---- Entries supplied
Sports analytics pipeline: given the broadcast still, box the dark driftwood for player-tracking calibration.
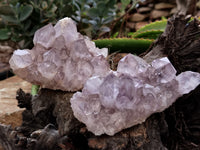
[0,16,200,150]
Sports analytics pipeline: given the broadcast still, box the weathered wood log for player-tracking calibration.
[0,16,200,150]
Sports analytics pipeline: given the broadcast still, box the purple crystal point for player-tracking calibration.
[10,18,110,91]
[71,54,200,135]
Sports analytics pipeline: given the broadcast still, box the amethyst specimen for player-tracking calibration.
[10,18,110,91]
[71,54,200,135]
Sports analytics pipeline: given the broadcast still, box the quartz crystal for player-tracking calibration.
[10,18,110,91]
[70,54,200,135]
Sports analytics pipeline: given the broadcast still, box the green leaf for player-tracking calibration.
[1,15,18,24]
[0,29,11,40]
[19,5,33,21]
[0,5,15,16]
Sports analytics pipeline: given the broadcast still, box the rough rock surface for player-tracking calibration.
[10,18,109,91]
[71,54,200,135]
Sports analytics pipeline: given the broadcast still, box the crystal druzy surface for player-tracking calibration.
[10,18,110,91]
[71,54,200,135]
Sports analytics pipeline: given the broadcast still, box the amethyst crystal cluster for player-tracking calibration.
[10,18,110,91]
[10,18,200,135]
[71,54,200,135]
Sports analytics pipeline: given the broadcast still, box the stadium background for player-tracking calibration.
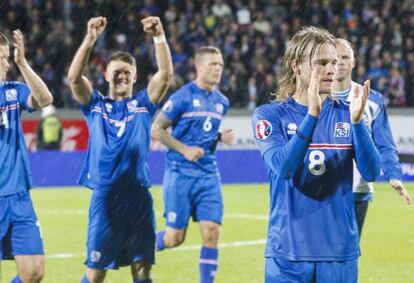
[0,0,414,282]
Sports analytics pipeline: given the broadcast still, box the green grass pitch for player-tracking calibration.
[0,184,414,283]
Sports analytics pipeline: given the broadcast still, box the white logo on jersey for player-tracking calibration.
[105,103,112,113]
[256,120,272,140]
[162,100,172,112]
[287,122,298,135]
[193,98,201,107]
[167,211,177,223]
[91,251,101,262]
[6,89,17,101]
[216,103,224,114]
[334,122,351,138]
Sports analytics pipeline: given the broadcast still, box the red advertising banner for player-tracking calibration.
[22,119,89,151]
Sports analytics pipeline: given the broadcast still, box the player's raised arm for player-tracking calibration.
[151,112,204,162]
[141,17,173,104]
[13,30,53,108]
[68,17,106,105]
[349,81,381,182]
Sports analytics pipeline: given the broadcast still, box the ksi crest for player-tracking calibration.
[334,122,351,138]
[6,88,17,101]
[255,120,272,140]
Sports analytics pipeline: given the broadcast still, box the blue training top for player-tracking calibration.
[252,98,380,261]
[162,82,229,176]
[0,82,34,196]
[79,90,156,190]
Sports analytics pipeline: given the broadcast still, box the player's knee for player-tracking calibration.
[19,268,44,283]
[132,261,152,280]
[19,259,45,283]
[202,223,220,246]
[164,231,185,248]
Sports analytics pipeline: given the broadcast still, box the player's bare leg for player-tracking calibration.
[131,261,152,282]
[14,255,45,283]
[86,268,106,283]
[164,226,187,248]
[199,221,220,283]
[199,221,220,248]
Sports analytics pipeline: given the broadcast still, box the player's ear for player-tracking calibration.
[290,60,300,75]
[104,70,111,83]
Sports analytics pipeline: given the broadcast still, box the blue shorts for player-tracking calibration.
[0,192,44,259]
[265,258,358,283]
[85,188,155,270]
[163,170,223,229]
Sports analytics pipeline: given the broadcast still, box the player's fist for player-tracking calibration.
[349,80,371,124]
[141,17,164,36]
[308,66,322,117]
[13,29,27,67]
[182,146,204,162]
[86,17,106,43]
[221,129,235,145]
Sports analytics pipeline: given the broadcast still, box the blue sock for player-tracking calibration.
[10,275,23,283]
[81,274,89,283]
[199,247,218,283]
[156,231,166,251]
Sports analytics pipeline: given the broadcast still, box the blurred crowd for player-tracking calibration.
[0,0,414,109]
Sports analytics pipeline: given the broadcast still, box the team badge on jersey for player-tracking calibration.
[91,251,101,262]
[105,103,112,113]
[286,122,298,135]
[193,98,201,107]
[334,122,351,138]
[256,120,272,140]
[162,100,172,112]
[216,103,224,114]
[6,89,17,101]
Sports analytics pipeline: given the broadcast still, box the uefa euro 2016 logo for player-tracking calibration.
[334,122,351,138]
[256,120,272,140]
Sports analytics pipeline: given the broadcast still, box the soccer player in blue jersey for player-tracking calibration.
[152,46,234,283]
[68,17,173,283]
[0,30,53,283]
[333,38,411,234]
[252,27,380,283]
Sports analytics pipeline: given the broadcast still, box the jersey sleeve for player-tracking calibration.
[372,97,403,181]
[161,92,187,124]
[16,83,36,112]
[80,89,101,116]
[351,121,381,182]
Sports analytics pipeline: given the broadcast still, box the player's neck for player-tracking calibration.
[194,79,214,92]
[109,91,132,100]
[333,78,352,92]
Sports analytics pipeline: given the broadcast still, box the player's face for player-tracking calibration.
[196,53,224,85]
[105,61,136,97]
[335,43,355,81]
[0,45,10,81]
[299,44,337,94]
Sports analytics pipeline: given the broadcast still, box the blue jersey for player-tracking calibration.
[0,82,34,196]
[334,82,403,200]
[79,90,156,189]
[162,82,229,176]
[252,98,360,261]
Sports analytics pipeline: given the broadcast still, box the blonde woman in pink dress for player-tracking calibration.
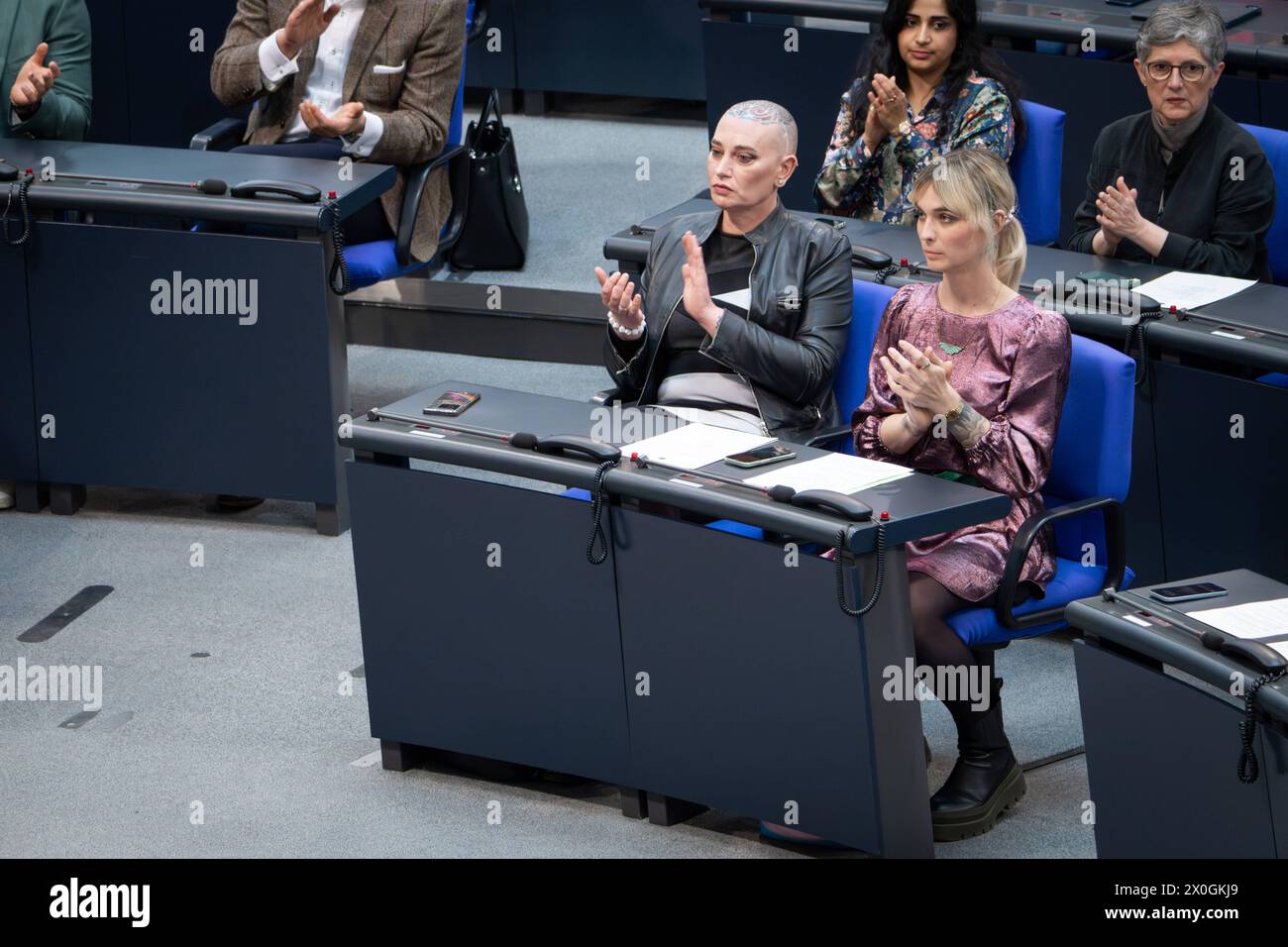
[853,150,1070,841]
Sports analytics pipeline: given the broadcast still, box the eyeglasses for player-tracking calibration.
[1145,59,1207,82]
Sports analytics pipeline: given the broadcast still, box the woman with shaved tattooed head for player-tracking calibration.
[595,100,853,441]
[814,0,1024,224]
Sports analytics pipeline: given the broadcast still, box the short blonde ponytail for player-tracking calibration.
[911,149,1029,290]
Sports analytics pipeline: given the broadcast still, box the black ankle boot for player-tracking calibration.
[930,678,1026,841]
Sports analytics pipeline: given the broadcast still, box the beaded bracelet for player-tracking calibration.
[608,313,648,340]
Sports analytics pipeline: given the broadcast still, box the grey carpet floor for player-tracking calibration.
[0,347,1095,857]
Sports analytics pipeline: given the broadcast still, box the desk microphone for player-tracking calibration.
[53,171,228,197]
[368,407,537,451]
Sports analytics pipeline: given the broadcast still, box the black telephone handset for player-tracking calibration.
[793,489,872,523]
[850,244,893,269]
[229,180,322,204]
[536,434,622,464]
[1202,631,1288,676]
[1199,629,1288,785]
[1130,292,1163,318]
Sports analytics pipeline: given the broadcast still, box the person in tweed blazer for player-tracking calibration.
[210,0,467,261]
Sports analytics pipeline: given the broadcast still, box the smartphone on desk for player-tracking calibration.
[1149,582,1227,605]
[421,391,480,417]
[725,445,796,467]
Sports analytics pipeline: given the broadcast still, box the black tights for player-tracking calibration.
[909,573,993,732]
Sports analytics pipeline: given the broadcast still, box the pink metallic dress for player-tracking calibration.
[853,283,1072,601]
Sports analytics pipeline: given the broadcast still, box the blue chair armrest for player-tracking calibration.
[394,145,469,266]
[805,424,854,447]
[993,496,1127,630]
[188,119,246,151]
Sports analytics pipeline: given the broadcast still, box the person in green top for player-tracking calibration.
[0,0,90,140]
[0,0,90,510]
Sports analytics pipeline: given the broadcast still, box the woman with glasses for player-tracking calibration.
[1068,0,1275,282]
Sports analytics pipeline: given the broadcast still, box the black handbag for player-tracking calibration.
[448,89,528,269]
--------
_Problem description_. Write out all of the lines above word for word, leaving out the pictures.

_Output for this exercise_.
Sports analytics pipeline: given the broadcast still, box the dark driftwood for player-tracking calibration.
[0,16,200,150]
Sports analytics pipeline: given the broadcast still, box the weathered wood log for player-tracking calibration.
[0,16,200,150]
Sports analytics pipeline: given the broadcast still, box the purple crystal point for player-tracking calibration.
[10,18,110,91]
[71,54,200,135]
Sports analytics pipeline: given the broadcast still, box the amethyst specimen for player-tracking calibration.
[10,18,110,91]
[71,54,200,135]
Sports analytics pipeline: given the broadcast still, box the quartz crystal for player-tracking calibration.
[10,18,110,91]
[70,54,200,135]
Sports analytics pipeline: given the broadcast still, box the green leaf for player-tracking calibration.
[1,15,18,24]
[0,29,11,40]
[19,5,33,21]
[0,5,15,16]
Sports analytics pipeline: given the broadcast still, box the rough rock surface for player-tracking calibration.
[10,18,109,91]
[71,54,200,135]
Sports analytics pipeline: given the broadcast still, box the crystal druzy surface for player-tracking calibration.
[10,18,110,91]
[71,54,200,135]
Sports analytics pipeline: given the broadcast still, box the amethyst crystal cluster for player-tracking calibration.
[10,18,110,91]
[10,18,200,135]
[71,54,200,135]
Sports analytics pipeline: given the broadcast still, box the stadium background for player-tracking calibration.
[0,0,414,282]
Sports analytics pipeline: given the broadcast still, box the green grass pitch for player-tracking calibration.
[0,184,414,283]
Sports analytics pipeline: given the broadcast still, box the white logo on jersey for player-tracking calibration.
[105,103,112,113]
[256,120,272,140]
[162,100,172,112]
[287,122,298,135]
[193,98,201,107]
[167,211,177,223]
[91,251,101,262]
[6,89,17,101]
[216,103,224,114]
[334,122,351,138]
Sports analytics pipeline: given the broadcast still, box the red advertising banner for player-tracking calibration.
[22,119,89,151]
Sports analytics pipeline: given the broadcast still, box the player's raised arm for player-tracking calibration.
[151,112,204,162]
[141,17,173,104]
[13,30,53,108]
[68,17,106,105]
[349,81,381,182]
Sports analytics pipeline: given the broadcast still, box the ksi crest for player-tracking calibration.
[334,122,351,138]
[6,88,17,101]
[255,120,272,140]
Sports analytics pipeline: given the broadcast still, box the blue training top for player-tracking calibration.
[252,98,380,261]
[162,82,229,176]
[0,82,34,196]
[79,90,156,190]
Sports analytics pipeline: given the broadcast still, box the player's knee for player-tracking calibration.
[19,268,44,283]
[132,261,152,280]
[19,259,45,283]
[202,223,220,246]
[164,231,185,248]
Sports analytics pipeline: given the broadcast still, box the player's bare leg for player-tracking calibration.
[131,261,152,282]
[14,255,45,283]
[86,268,106,283]
[164,226,187,248]
[199,221,220,283]
[199,221,220,248]
Sports analytics pipeline: given the broadcast still, box the player's ear for player-tracking calibration.
[290,60,300,75]
[104,70,111,83]
Sports analytics pipeline: given the broadcast still, box the blue shorts for player-tracking calibration.
[0,192,44,259]
[265,258,358,283]
[85,188,155,270]
[163,170,223,229]
Sports analytics pipeline: given the broadcast still, box the player's fist for player-tracking calibration.
[349,80,371,124]
[141,17,164,36]
[308,66,322,117]
[13,29,27,67]
[182,146,204,162]
[86,17,106,43]
[221,129,235,145]
Sports analytics pipeline: given the broadcast still, box the blue sock for player-tracking calibration.
[10,275,23,283]
[81,274,89,283]
[199,247,218,283]
[156,231,166,251]
Sports analytics pipeline: given the broadcast still, box the blurred crowd for player-tracking calibration.
[0,0,414,109]
Sports analytics pipeline: given the broadcast still, box the team badge on jersey for player-tracking calibration.
[91,251,101,262]
[105,103,112,113]
[286,122,298,135]
[193,98,201,107]
[334,122,351,138]
[256,120,272,140]
[162,100,172,112]
[216,103,224,114]
[6,89,17,101]
Sports analytics pipeline: given the broadcast still, box the uefa euro 2016 logo for player-tracking calibration.
[334,122,351,138]
[256,120,272,140]
Sports analytics pipeline: given the broadcast still, box the soccer player in blue jersey for player-tracking calibration.
[152,46,234,283]
[68,17,173,283]
[0,30,53,283]
[333,38,411,234]
[252,27,380,283]
Sports analytics pipeline: given the broadcast still, box the jersey sleeve for player-tracking calibration.
[372,97,403,181]
[161,92,187,124]
[16,83,36,112]
[80,89,101,116]
[351,121,381,182]
Sports analytics pipeline: given the broadcast still, box the player's neck for player-tracking calibration.
[194,79,214,92]
[109,91,132,100]
[333,78,352,92]
Sports analytics pipeline: given the broadcast still, box the player's face for player-tracking calibration.
[196,53,224,85]
[105,61,136,97]
[335,43,355,81]
[0,45,10,81]
[299,44,337,94]
Sports analytics pipeline: given the broadcast still, box the blue jersey for player-tracking calibration.
[0,82,34,196]
[334,82,403,200]
[79,90,156,189]
[162,82,229,176]
[252,98,360,261]
Sports analytics pipeline: given the broadcast still, box the blonde woman in pink dress for player-tracking calibration.
[853,150,1070,841]
Sports analytics pipeline: given the broadcast still, box the eyeglasses for player-tracking calibration.
[1145,59,1207,82]
Sports analytics pipeline: given the broadcast still, box the woman with shaved tattooed head for player-tracking calibration.
[595,100,853,441]
[814,0,1024,224]
Sports analytics pipeline: given the broadcast still, box the short blonde ponytail for player-tracking calibration.
[911,149,1029,290]
Sports analytics pipeline: given the broadcast still, box the black ankle boot for player-tracking calibration.
[930,678,1026,841]
Sports analytics pipeline: given the broadcast still, box the beaded bracelet for player-tracking calibration.
[608,313,648,340]
Sports analytics pipeline: given the broadcast still, box the grey carpet floor for player-tracking calibration.
[0,347,1095,857]
Sports analytics pipeline: given the broadcast still, box the desk microphone for player-tracking calibration.
[53,171,228,197]
[368,407,537,451]
Sports analytics pipeline: given the broadcast still, box the black telephone handset for player-tracking calibration.
[793,489,872,523]
[850,244,893,269]
[229,180,322,204]
[536,434,622,464]
[1202,631,1288,676]
[1199,629,1288,785]
[1130,292,1163,318]
Sports analytics pipeline: given the broadcast still, box the person in tweed blazer for player-tracking calibration.
[210,0,467,261]
Sports analytics pipeline: given the broadcast still, box the smartphone on desk for player-tracking calibration.
[1149,582,1227,605]
[421,391,480,417]
[725,445,796,467]
Sports analytics pipeline: given the broadcast still, box the black tights for player-tracking calibration.
[909,573,993,732]
Sports analytics pipeline: given the broadcast still, box the pink metallic dress for player-tracking calibration.
[853,283,1072,601]
Sports analytics pipeline: given the broadcast still, box the blue chair armrest for player-tracking calibration.
[394,145,469,266]
[805,424,854,447]
[993,496,1127,630]
[188,119,246,151]
Sports analytics pipeline: given the broadcast still, box the person in green top for player-tracking calibration.
[0,0,90,140]
[0,0,90,510]
Sports analytics pipeline: given the broadcast still, box the woman with glasses for player-tracking calibration.
[1068,0,1275,282]
Sports analytics pipeline: given the broadcast still, box the black handbag for player-tracking calibration.
[448,89,528,269]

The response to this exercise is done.